Provided data:
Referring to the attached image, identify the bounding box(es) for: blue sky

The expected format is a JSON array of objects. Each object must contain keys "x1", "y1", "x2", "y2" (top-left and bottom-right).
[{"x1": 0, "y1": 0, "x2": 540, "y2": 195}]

* * *

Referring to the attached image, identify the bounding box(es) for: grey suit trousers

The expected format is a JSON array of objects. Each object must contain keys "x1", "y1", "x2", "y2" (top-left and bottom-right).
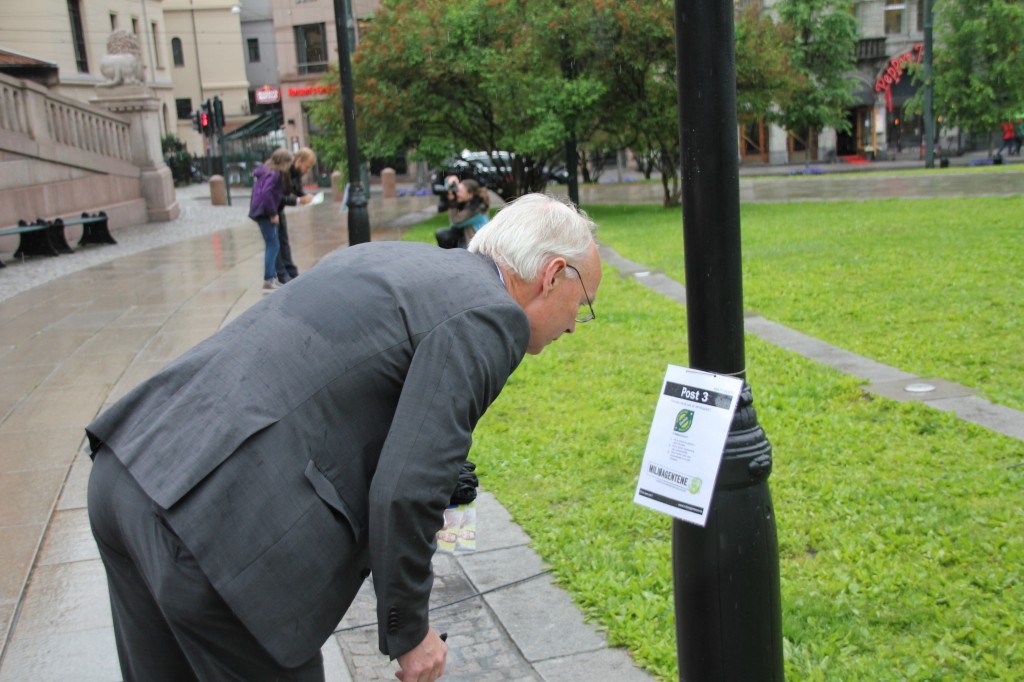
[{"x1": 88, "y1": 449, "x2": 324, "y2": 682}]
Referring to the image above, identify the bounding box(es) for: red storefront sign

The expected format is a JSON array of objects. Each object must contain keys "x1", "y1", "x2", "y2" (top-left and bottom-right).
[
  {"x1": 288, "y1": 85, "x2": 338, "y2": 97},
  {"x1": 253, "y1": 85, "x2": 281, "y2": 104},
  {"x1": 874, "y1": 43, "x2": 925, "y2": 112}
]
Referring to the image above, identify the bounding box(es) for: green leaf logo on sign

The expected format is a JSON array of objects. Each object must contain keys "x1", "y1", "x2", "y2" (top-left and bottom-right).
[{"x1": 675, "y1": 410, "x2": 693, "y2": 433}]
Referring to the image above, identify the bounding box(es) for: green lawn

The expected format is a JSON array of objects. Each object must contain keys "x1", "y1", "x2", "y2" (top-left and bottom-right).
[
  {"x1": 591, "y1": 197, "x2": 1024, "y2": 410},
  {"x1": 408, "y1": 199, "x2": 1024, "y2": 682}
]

...

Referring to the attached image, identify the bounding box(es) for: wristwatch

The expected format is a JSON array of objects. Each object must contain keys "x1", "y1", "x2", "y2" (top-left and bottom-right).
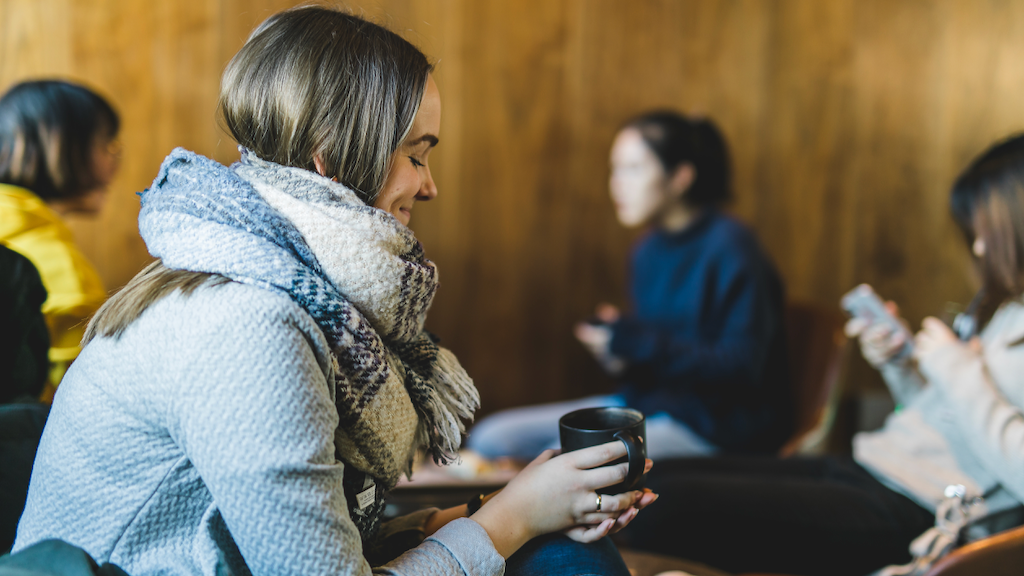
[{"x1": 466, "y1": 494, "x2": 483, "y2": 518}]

Aim: Count the lines in the rows that contain the string "above", matching uppercase and lowercase exactly, and reply with only the number.

Solution: 3